## [Texto proporcionado]
┄┄┄┄┄┄┄┄┄┄

No obstante, en buena parte de Alemania, Rumania, Rusia e incluso en zonas remotas de Inglaterra, la figura del Krampus seguía siendo admirada y temida a partes iguales. Aún así, también sufrió la inevitable transformación de una época obsesionada con dilemas espirituales e intelectuales, antes que el mero instinto primitivo. Mientras que el benigno Papa Noel se había transformado en una figura paternal que premiaba las buenas obras y la obediencia, el Krampus se hizo el símbolo de los castigos y los terrores nocturnos, más cercano a un burlón espíritu destructor que a la temible criatura que por siglos había atemorizado a la Europa meridional. Como demonio tradicional de las festividades navideñas de pueblos y caseríos alpinos, el Krampus conservó sus largas garras y cuernos curvos, pero se volvió una figura lóbrega de abrigo roído y capucha de cuero que cubría y ocultaba su rostro retorcido. El Krampus llevaba ahora cadenas en las muñecas y las hacía sonar durante las noches del 5 o 6 de diciembre, para anunciar su llegada. Y mientras el antiguo Krampus devoraba el corazón de los infieles o los no creyentes, el monstruo nacido para una época mucho más cínica, azotaba a los niños con ramas de árboles mientras les amenazaba con el infierno cristiano.
El Krampus y la memoria colectiva: La sonrisa de la maldad.
Sin duda por su ingrediente burlón y maligno, durante las primeras décadas del siglo XX, la figura del Krampus dejó de pertenecer al folclore europeo para convertirse en una figura habitual en cuentos, novelas e incluso, juguetes infantiles. Su figura grotesca comenzó a llenar postales, grabados alusivos a la navidad y de pronto, el llamado “Rey Negro de la Navidad” se convirtió en un siniestro fenómeno a nivel mundial. De pronto, la macabra promesa de “un castigo” para los niños malvados era mucho más cercana y el Krampus, con toda su extraña apariencia atemporal, era el símbolo idóneo para una nueva concepción del mal misterioso y atávico.

┄┄┄┄┄┄┄┄┄┄

## [Segmento de datos]

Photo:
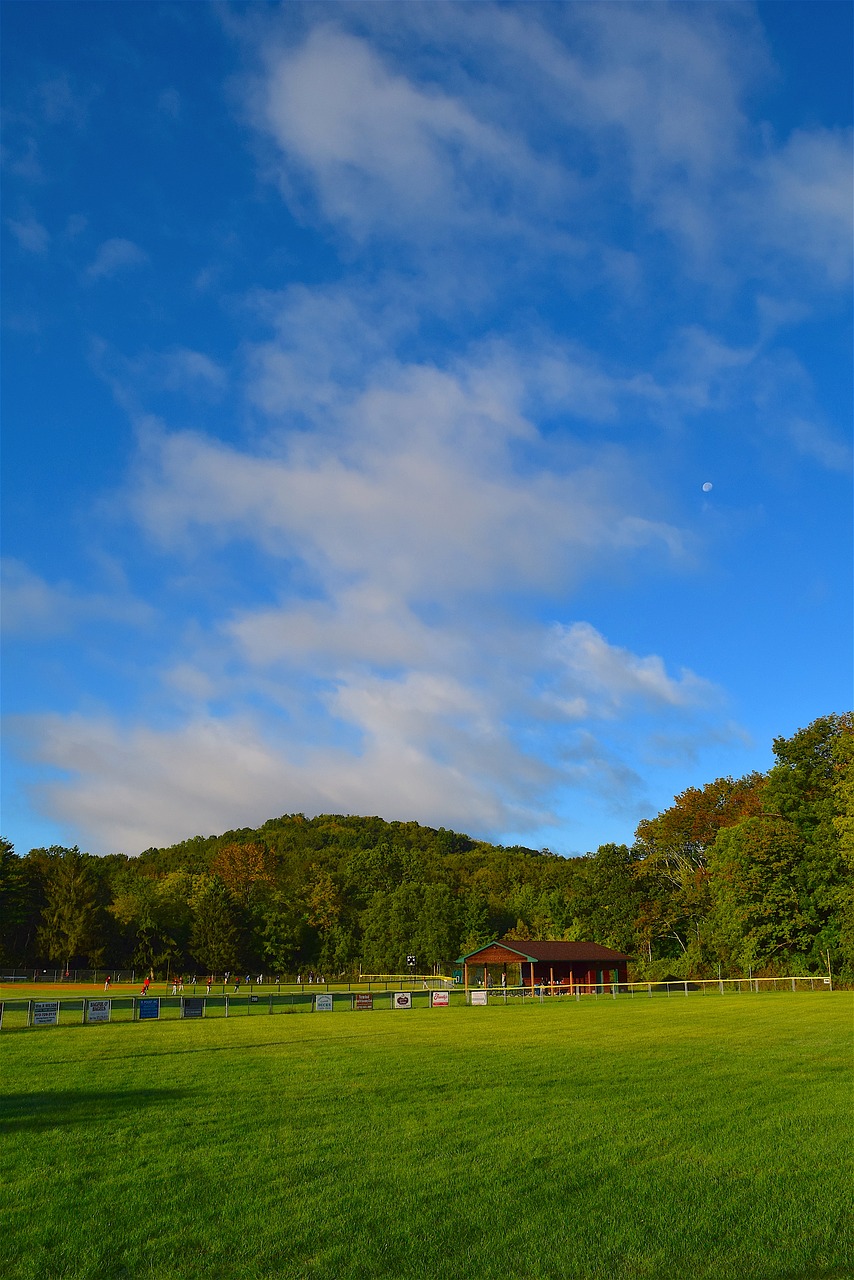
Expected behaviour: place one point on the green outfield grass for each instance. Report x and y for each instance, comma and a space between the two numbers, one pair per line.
593, 1141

┄┄┄┄┄┄┄┄┄┄

## [Tarea solicitada]
Reproduzca sin cambios el fragmento del texto sobre el Krampus que va desde "El Krampus y" hasta "misterioso y atávico.".

## [Respuesta]
El Krampus y la memoria colectiva: La sonrisa de la maldad.
Sin duda por su ingrediente burlón y maligno, durante las primeras décadas del siglo XX, la figura del Krampus dejó de pertenecer al folclore europeo para convertirse en una figura habitual en cuentos, novelas e incluso, juguetes infantiles. Su figura grotesca comenzó a llenar postales, grabados alusivos a la navidad y de pronto, el llamado “Rey Negro de la Navidad” se convirtió en un siniestro fenómeno a nivel mundial. De pronto, la macabra promesa de “un castigo” para los niños malvados era mucho más cercana y el Krampus, con toda su extraña apariencia atemporal, era el símbolo idóneo para una nueva concepción del mal misterioso y atávico.